> 节选文本
试论新时代行政检察权能
2019-01-10赵辉
摘 要:随着司法改革的不断深入,刑事、民事、行政和公益诉讼四大检察格局已初步形成,但行政检察仍存在短板和弱项,其各项检察权能并未得到充分挖掘与有效发挥。因此,合理界定行政检察权能,明确相关监督原则,并区分其他检察权能,对于完善和拓展行政检察监督职能,推动中国特色社会主义检察制度全面发展具有重要意义。
关 键 词:行政检察;法律监督;公益诉讼
中图分类号:D926.3 文献标识码:A 文章编号:1007-8207(2019)12-0085-07
收稿日期:2019-10-24
作者简介:赵辉(1983—),男,安徽肥东人,宪法与行政法学硕士,甘肃省人民检察院第七检察部副主任,研究方向为检察学、行政法学。
面对司法责任制、国家监察体制等多重改革叠加的新局面,检察机关对检察职能进行了调整,初步形成了刑事、民事、行政、公益诉讼四大检察监督格局。相较于其他检察业务,行政检察仍面临底子薄、基础差、规模小、影响弱等方面的不足,因此,明确行政检察定位,理顺行政检察职能,是新时代做实做强行政检察急需解决的问题。

> 任务目标 A
从条目中挑出所有包含字符串“white”的行，逐行抄出。

> 提取数据
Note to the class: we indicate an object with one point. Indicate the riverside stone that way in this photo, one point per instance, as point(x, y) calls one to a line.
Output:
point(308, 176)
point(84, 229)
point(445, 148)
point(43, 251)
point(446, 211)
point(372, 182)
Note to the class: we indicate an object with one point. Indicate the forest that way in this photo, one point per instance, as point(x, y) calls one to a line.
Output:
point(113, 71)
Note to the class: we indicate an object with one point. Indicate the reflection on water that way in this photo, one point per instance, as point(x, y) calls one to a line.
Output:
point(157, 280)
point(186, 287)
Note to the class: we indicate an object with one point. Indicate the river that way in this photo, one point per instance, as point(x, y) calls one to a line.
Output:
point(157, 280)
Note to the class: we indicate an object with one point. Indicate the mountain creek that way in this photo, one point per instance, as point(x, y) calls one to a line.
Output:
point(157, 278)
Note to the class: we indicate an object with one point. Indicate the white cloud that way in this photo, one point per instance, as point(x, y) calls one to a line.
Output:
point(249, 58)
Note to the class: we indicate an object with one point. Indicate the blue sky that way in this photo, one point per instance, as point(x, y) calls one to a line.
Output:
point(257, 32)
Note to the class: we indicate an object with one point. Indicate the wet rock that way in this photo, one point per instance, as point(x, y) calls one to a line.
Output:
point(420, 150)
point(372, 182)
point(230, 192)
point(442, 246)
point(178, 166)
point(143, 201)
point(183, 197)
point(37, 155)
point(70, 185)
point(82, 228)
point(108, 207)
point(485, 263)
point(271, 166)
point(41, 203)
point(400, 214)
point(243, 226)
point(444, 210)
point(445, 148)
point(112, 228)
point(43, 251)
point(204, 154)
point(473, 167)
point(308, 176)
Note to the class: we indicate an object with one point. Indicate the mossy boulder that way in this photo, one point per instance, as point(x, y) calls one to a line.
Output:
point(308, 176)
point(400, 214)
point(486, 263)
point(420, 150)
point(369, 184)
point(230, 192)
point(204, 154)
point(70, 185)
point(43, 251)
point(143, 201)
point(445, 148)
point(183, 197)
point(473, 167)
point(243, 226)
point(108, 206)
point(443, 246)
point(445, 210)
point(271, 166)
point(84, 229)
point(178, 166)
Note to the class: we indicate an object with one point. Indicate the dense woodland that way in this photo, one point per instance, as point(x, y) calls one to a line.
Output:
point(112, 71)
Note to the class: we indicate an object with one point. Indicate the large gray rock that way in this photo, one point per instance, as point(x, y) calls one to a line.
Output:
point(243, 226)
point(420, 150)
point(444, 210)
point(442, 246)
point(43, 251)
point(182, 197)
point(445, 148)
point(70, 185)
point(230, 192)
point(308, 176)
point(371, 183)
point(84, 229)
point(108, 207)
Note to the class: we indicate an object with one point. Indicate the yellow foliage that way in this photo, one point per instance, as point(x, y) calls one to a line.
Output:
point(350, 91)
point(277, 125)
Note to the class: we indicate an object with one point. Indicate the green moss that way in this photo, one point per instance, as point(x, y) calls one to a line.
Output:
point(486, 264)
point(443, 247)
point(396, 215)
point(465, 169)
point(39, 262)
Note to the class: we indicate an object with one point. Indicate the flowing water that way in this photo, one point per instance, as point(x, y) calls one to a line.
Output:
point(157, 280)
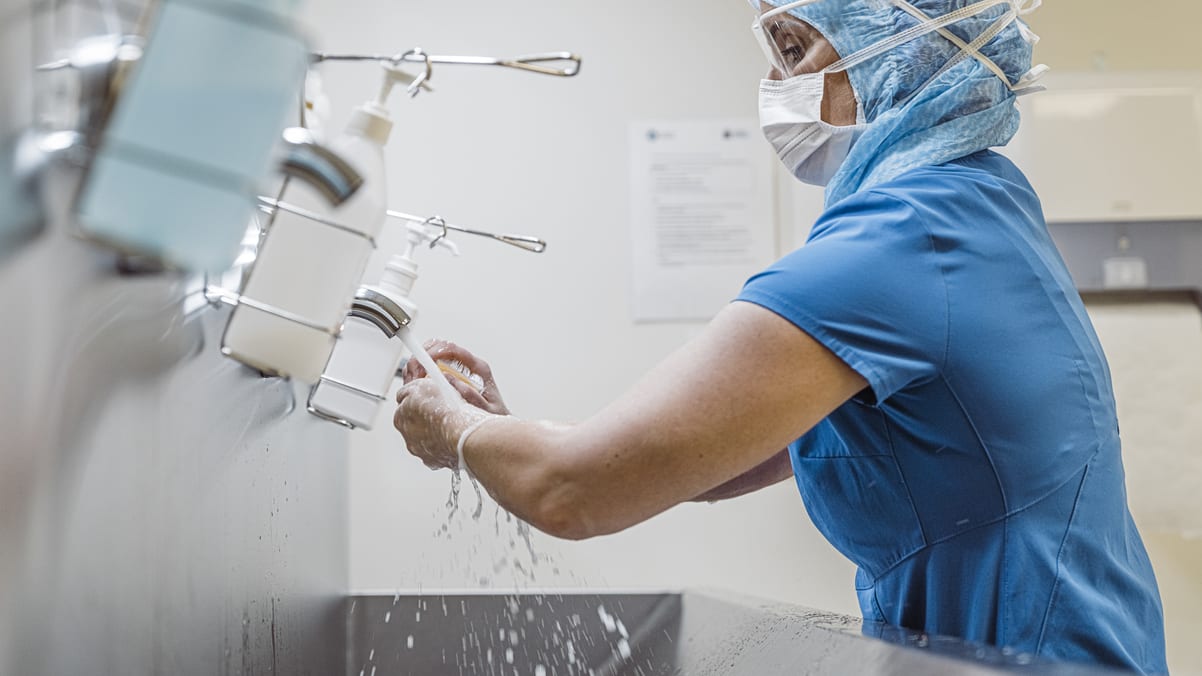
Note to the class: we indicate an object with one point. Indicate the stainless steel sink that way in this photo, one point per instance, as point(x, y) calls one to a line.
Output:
point(644, 634)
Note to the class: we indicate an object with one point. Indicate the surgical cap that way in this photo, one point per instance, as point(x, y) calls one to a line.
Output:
point(915, 120)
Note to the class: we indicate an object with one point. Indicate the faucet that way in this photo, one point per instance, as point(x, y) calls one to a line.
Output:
point(307, 160)
point(380, 310)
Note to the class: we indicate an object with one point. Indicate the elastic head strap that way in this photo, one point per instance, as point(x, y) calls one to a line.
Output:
point(915, 33)
point(974, 48)
point(954, 40)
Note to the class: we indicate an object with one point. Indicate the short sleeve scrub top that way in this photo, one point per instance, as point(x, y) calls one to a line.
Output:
point(976, 482)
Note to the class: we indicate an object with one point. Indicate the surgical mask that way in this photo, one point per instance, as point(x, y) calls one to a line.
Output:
point(790, 110)
point(791, 119)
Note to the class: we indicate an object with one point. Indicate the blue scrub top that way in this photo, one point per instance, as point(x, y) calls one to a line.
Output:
point(977, 482)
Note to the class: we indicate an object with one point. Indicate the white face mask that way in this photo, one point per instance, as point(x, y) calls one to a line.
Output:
point(791, 119)
point(791, 110)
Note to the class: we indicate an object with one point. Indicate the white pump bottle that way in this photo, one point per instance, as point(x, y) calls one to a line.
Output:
point(364, 362)
point(304, 278)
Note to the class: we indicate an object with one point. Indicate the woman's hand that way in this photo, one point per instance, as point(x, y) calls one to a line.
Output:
point(430, 424)
point(488, 398)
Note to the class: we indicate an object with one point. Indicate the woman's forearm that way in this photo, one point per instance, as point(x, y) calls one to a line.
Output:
point(774, 470)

> 任务目标 B
根据节选文本，已初步形成的四大检察格局包括哪四项？

> 答案 A
Note to the class: we indicate an object with one point. Indicate the white cloud that way in this photo, one point per instance, as point(x, y) calls one to a line.
Note to the class: we indicate an object with one point. Indicate the white face mask that way in this photo, one point per instance, as point(x, y) calls one to a line.
Note to the class: we indicate an object with one point. Indicate the white pump bottle that way in this photo, one point per instance, as point(x, y) calls one to a line.

> 答案 B
刑事、民事、行政和公益诉讼。